[Collected data entries]
——————————

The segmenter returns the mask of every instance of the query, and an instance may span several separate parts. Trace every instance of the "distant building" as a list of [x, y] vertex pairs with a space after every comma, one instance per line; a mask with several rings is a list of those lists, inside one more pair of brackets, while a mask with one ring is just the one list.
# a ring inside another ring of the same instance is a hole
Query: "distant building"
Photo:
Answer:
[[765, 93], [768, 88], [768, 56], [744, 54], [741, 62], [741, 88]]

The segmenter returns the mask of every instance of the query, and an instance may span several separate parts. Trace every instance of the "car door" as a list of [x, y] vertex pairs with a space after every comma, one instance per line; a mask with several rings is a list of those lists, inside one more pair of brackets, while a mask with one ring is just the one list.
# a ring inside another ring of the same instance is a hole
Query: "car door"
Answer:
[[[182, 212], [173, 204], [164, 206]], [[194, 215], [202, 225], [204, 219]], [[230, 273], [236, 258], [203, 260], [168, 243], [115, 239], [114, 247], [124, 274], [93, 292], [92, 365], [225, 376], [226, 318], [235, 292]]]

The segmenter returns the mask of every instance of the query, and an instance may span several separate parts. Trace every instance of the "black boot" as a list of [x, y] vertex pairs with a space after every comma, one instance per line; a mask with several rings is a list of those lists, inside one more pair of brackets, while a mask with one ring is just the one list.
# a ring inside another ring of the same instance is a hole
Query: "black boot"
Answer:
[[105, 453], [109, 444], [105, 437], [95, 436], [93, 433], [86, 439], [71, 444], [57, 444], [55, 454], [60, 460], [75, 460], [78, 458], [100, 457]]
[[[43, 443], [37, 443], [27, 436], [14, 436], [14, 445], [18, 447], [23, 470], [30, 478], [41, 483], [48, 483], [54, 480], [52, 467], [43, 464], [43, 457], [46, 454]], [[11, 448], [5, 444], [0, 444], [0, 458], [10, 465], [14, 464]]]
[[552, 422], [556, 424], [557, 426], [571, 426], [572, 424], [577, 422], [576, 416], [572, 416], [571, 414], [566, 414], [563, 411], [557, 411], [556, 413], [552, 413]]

——————————

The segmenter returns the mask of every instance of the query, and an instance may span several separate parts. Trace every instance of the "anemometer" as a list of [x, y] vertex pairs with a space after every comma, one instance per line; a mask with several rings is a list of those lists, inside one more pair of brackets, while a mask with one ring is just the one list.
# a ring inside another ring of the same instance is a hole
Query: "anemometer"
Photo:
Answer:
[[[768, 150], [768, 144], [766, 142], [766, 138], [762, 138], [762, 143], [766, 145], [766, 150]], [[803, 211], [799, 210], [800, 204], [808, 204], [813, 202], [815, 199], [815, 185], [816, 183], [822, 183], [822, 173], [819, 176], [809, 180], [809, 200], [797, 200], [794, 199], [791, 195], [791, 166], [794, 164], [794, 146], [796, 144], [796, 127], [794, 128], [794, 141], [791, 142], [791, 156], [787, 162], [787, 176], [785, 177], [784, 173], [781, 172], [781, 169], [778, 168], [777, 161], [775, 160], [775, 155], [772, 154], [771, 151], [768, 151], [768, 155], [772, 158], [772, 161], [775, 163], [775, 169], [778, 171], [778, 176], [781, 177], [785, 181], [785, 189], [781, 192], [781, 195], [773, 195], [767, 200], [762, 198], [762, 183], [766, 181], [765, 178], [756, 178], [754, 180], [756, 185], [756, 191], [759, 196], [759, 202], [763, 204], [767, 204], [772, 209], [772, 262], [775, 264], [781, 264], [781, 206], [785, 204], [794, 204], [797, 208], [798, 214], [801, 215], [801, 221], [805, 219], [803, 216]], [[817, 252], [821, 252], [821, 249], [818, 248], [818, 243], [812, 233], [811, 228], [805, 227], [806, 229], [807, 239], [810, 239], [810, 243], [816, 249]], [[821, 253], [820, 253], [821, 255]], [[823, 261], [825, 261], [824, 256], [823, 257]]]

——————————

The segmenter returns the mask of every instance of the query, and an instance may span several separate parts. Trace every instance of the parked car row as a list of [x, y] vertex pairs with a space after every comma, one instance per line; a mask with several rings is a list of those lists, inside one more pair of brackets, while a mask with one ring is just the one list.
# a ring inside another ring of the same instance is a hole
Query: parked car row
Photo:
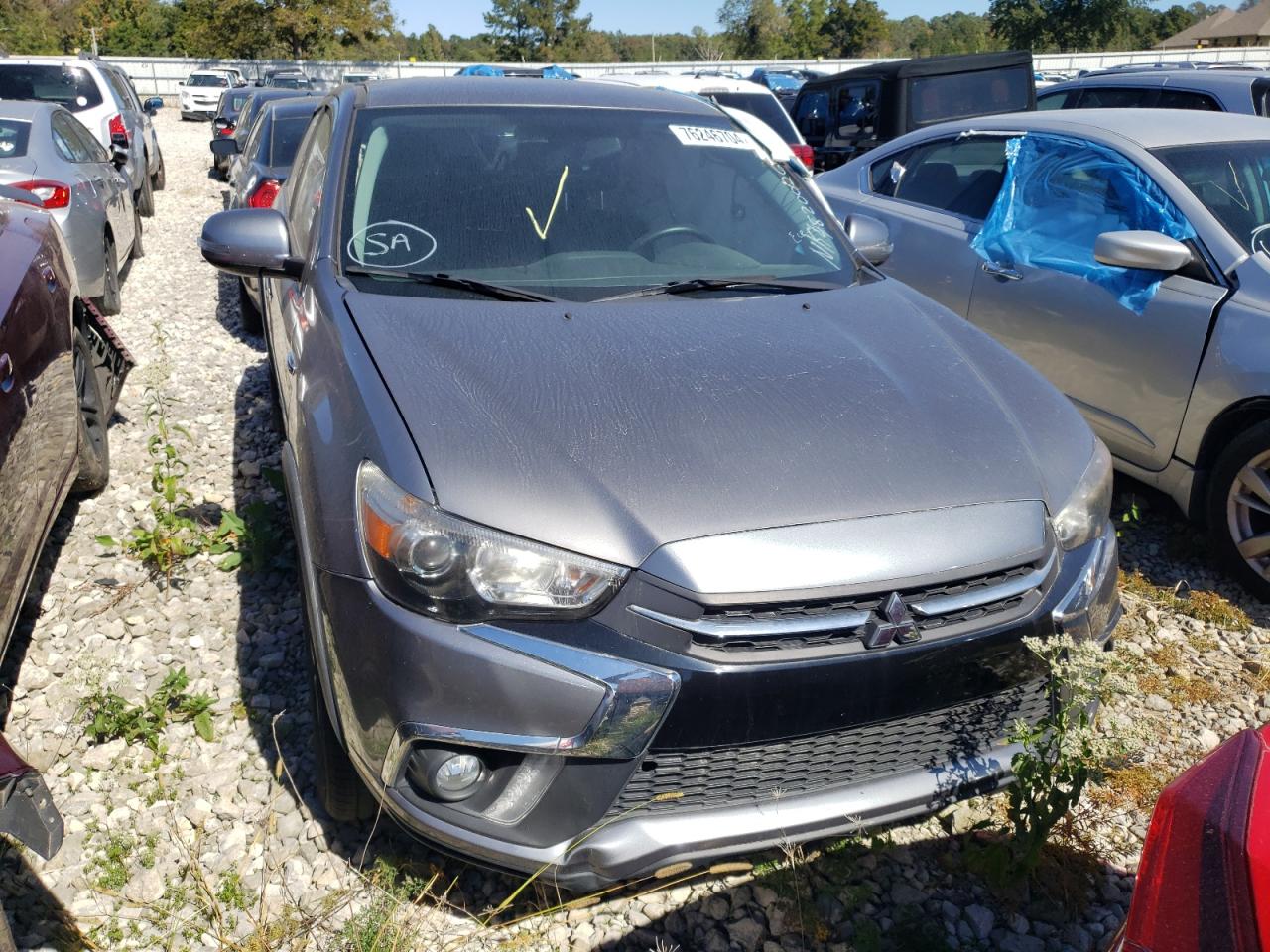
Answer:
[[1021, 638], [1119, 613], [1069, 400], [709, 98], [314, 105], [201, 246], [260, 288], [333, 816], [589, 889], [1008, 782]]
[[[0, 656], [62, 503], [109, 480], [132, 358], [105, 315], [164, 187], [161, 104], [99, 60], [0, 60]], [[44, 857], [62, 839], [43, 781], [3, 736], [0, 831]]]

——————————

Task description: Filter the items above down to the lines that contain the word "building", and copy each such line in full.

Finished task:
The segmenter returns the mask of every instance of the query, and an instance may span several separate parts. Trace every instance of the "distant building" as a list of [x, y] vertex pairs with a space after every comma, one instance per line; a mask with several rings is a list of those lists, inside one more pair of brackets, while a mask with one ring is just the one list.
Query: "distant building"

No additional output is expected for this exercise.